Exercise instructions:
A – List the aspects of racism that the passage on race and equality names.
B – Return the part of the passage on race and equality from "1. I’m not a" to "majority.                  Cross out this one (see #1)", copied word for word.
C – Resume the passage on race and equality after its last sentence.

Answer                                                Disposition

1. I’m not a racist.                               Cross out this one (see above, # 1, 2, and 3)

2. Whites are the majority.                  Cross out this one (see #1)

3. I’m not Black.                                 Cross out this one (see #1)

“Thus, this person would receive a score of zero, meaning that he or she could not think of any positive consequences of being White. I have encountered few Whites who score higher than 1 on this exercise, and most score zero. So, if you scored higher than 1, then you are probably more advanced with respect to White identify development than your White counterparts.”


June 2012

Living Our Testimony on Equality: A White Friend’s Experience is a recent Pendle Hill pamphlet (December 2011). The author is one of BYM’s own – Pat Schenck of Annapolis Friends Meeting. The following passages provide a glimpse. This is from p. 5:

“… white Friends will ask, ‘What does this have to do with me? I’m not prejudiced!’ But racism has a number of aspects: the prejudice that may exist in individual people’s thoughts and actions is one aspect; institutional racism, such as who gets the best schools, health care, and jobs, in another; and cultural racism, the fact, for example, that history is generally written and taught from a European American perspective, is a third. As individuals, we have little control over institutional and cultural racism, but we benefit by it. Life is just easier if you are white, all other things being the same, and that is not fair. But a white person may not be aware of his or her advantage.”

Data:
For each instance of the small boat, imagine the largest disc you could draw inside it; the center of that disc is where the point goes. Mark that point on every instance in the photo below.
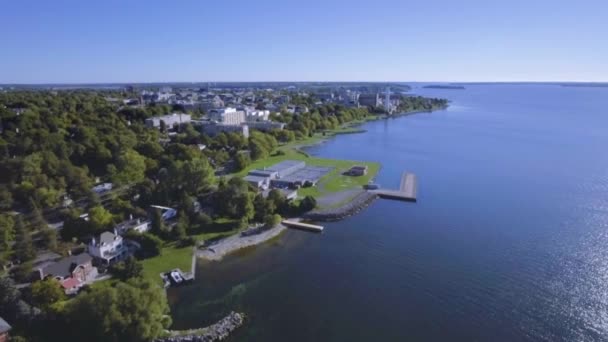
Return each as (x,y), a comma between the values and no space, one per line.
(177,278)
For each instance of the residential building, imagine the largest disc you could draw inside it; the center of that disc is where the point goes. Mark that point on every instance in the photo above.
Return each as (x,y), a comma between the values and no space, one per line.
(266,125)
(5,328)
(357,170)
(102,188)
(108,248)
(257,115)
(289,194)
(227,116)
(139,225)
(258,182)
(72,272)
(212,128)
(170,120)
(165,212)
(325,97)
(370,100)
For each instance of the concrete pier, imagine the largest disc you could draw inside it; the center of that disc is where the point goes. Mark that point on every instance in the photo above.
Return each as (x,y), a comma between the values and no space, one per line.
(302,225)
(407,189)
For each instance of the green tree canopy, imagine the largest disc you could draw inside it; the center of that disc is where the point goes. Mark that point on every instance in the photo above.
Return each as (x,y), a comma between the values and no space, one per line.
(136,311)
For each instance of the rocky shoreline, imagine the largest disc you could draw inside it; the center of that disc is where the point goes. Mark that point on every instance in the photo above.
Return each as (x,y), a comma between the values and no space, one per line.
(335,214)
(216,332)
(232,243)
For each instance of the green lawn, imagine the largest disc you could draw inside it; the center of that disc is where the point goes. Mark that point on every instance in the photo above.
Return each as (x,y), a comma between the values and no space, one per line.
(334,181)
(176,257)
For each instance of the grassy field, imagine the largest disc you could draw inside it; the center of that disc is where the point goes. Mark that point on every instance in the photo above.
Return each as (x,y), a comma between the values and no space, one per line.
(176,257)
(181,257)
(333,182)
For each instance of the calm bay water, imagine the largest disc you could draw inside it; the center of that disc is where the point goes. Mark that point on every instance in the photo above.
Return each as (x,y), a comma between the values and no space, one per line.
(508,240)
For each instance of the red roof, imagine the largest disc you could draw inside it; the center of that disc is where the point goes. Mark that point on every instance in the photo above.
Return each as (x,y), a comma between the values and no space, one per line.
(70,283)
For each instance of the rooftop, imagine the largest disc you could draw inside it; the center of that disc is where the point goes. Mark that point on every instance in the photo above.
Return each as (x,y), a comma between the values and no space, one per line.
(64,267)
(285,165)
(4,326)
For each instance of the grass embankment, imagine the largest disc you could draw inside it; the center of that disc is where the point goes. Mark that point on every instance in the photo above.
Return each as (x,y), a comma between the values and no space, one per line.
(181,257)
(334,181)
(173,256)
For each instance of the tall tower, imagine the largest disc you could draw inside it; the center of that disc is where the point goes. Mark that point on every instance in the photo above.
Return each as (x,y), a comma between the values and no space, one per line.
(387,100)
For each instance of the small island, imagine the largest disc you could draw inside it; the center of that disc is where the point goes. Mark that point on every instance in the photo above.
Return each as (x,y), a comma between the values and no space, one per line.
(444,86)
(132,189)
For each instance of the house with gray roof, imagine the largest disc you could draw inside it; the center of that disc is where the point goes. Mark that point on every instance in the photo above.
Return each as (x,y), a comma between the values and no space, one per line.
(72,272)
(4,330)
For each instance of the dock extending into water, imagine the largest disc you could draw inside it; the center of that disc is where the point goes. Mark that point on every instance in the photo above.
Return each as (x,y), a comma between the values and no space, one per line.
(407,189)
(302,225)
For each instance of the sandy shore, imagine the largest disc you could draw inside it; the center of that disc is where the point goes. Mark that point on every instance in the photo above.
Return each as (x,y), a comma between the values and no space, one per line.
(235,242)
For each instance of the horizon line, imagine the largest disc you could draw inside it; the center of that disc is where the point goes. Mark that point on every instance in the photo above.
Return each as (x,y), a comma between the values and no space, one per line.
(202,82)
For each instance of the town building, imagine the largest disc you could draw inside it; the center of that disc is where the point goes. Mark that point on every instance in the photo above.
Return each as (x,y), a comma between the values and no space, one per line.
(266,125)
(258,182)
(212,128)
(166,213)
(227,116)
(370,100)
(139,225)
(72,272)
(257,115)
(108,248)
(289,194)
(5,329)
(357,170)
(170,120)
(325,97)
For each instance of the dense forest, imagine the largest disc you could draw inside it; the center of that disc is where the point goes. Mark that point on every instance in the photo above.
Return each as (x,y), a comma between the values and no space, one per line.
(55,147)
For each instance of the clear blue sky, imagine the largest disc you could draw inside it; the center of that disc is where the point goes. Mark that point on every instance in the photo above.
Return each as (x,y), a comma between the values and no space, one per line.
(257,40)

---

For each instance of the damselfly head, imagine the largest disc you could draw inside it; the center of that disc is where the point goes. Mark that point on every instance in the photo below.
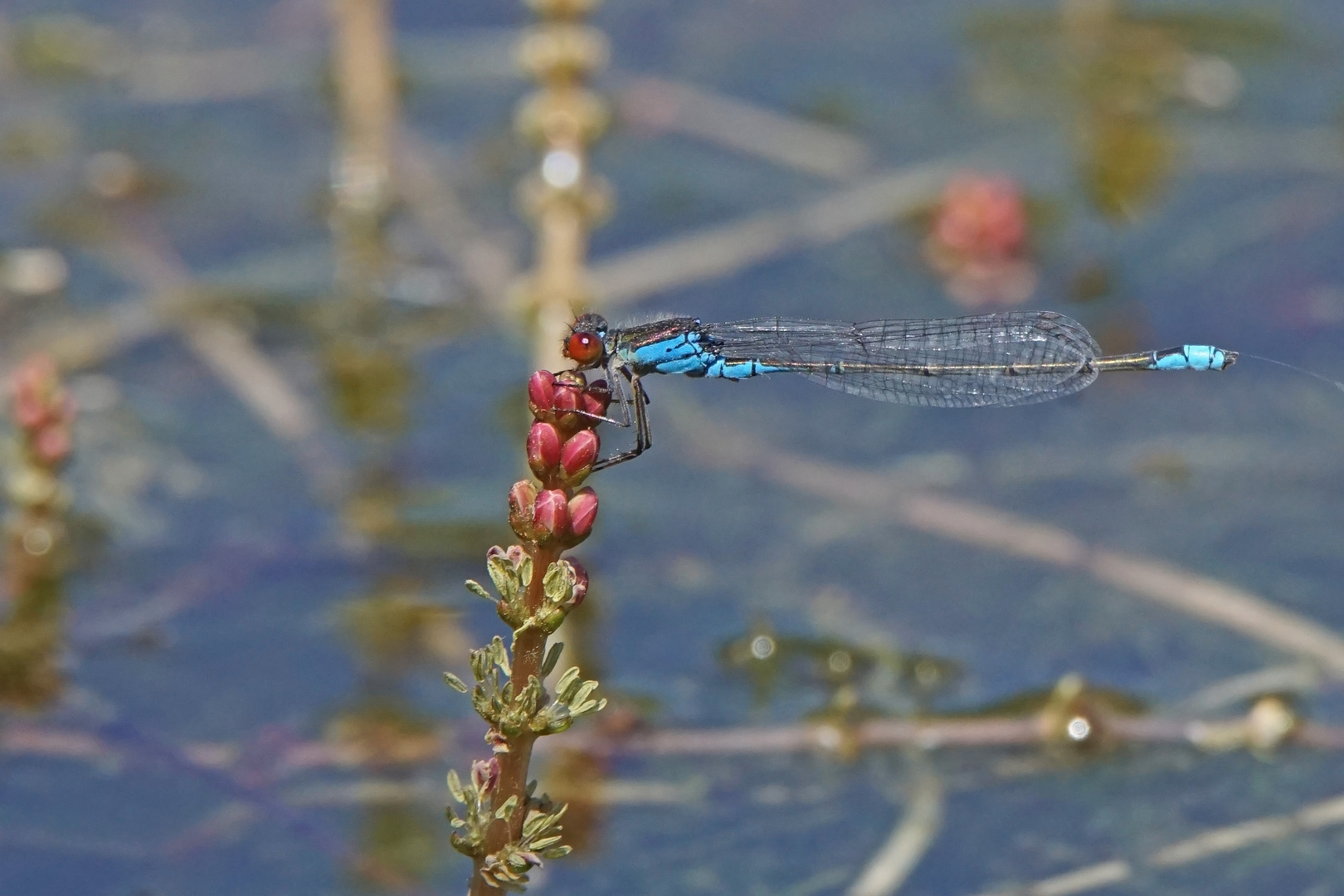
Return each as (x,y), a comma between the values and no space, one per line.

* * *

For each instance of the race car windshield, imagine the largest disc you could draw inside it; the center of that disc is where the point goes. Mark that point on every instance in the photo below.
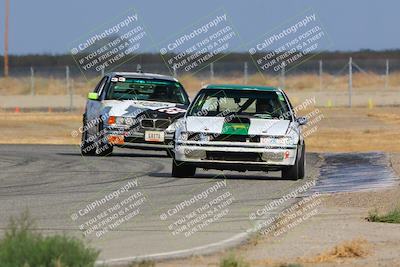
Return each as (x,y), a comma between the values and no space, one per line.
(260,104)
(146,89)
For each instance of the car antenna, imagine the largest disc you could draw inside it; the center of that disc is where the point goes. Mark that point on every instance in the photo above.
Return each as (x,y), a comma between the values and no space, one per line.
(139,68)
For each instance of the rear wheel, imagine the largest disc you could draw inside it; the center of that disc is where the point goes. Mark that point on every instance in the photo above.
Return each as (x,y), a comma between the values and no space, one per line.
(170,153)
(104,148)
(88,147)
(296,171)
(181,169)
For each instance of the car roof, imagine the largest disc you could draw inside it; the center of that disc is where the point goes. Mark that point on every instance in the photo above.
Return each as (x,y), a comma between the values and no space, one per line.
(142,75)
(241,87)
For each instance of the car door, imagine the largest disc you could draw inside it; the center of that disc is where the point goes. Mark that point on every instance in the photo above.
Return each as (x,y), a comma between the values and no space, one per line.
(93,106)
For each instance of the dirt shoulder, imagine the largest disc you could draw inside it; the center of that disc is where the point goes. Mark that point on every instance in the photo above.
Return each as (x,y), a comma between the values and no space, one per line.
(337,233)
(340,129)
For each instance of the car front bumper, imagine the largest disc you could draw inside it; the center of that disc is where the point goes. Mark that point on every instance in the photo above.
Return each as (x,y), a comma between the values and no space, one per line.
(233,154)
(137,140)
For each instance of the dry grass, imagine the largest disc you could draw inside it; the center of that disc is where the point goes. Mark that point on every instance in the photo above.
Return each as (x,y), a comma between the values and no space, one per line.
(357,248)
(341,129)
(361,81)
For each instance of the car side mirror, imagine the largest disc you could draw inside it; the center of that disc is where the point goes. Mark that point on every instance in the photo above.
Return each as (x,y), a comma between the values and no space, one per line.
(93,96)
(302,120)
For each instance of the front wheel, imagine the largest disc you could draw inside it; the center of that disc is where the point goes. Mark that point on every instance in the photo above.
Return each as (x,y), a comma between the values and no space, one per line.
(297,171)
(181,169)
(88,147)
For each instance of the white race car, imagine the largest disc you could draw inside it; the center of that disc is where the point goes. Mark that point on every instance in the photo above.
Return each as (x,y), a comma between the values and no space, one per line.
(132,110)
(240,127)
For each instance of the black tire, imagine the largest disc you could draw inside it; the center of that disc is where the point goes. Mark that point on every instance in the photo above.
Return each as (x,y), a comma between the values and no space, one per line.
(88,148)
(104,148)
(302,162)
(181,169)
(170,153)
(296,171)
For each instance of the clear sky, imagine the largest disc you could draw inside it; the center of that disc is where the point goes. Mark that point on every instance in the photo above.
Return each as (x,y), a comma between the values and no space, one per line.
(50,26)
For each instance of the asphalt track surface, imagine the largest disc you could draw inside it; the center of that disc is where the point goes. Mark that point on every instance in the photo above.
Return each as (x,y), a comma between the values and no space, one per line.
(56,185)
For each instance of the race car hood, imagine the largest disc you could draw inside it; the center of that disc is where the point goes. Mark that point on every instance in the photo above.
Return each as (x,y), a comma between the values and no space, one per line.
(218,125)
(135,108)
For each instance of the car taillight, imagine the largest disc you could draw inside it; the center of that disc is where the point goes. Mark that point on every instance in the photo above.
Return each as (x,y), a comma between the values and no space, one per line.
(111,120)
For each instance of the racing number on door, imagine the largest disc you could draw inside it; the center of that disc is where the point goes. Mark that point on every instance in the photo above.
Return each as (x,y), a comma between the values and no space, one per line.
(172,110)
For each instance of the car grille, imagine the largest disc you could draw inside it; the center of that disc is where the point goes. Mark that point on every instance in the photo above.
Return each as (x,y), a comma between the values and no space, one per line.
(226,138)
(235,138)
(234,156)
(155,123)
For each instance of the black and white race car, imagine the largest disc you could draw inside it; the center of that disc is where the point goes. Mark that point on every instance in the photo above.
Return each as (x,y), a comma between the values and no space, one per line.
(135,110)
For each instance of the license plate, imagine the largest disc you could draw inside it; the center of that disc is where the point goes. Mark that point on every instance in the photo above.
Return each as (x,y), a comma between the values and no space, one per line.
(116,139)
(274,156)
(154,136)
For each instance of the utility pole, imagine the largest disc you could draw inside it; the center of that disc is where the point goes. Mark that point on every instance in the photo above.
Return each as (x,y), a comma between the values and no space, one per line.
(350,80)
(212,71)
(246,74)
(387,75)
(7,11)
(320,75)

Answers per task:
A –
- Prejudice that may exist in individual people's thoughts and actions
- Institutional racism
- Cultural racism

B –
1. I’m not a racist.                               Cross out this one (see above, # 1, 2, and 3)

2. Whites are the majority.                  Cross out this one (see #1)

C –
And from p. 29: “Remember, being anti-racist does not mean being totally free of prejudice; it means committing to recognizing prejudice in ourselves and racism in society and then doing something about it.”


Summer 2012

“Race obliviousness” – Excerpt from Racial Healing: Confronting the Fear Between Blacks & Whites, Harlon L. Dalton, 1995, pp 109-110.

“Why do most White people not see themselves as having a race? In part, race obliviousness is the natural consequence of being in the driver’s seat. ….

“Whatever the reason, the inability or unwillingness of many White people to think of themselves in racial terms has decidedly negative consequences. For one thing, it produces huge blind spots. It leaves them baffled by the amount of energy many Blacks pour into questions of racial identity. …. It blinds Whites to the fact that their lives are shaped by race just as much as are the lives of people of color. How they view life’s possibilities; whom they regard as heroes; the extent to which they feel the country is theirs; the extent to which that belief is echoed back to them; all this and more is in part a function of their race.

“This obliviousness also makes it difficult for many Whites to comprehend why Blacks interact with them on the basis of past dealings with other Whites, and why Blacks sometimes expect them to make up for the sins of their fathers, and of their neighbors as well. Curiously enough, many of the same folk wouldn’t think twice about responding to young Black males as a type rather than as individuals.”


September 2012

from Open City: A Novel by Teju Cole, 2012, p, 251-252. Here, the narrator is attending a concert at Carnegie Hall.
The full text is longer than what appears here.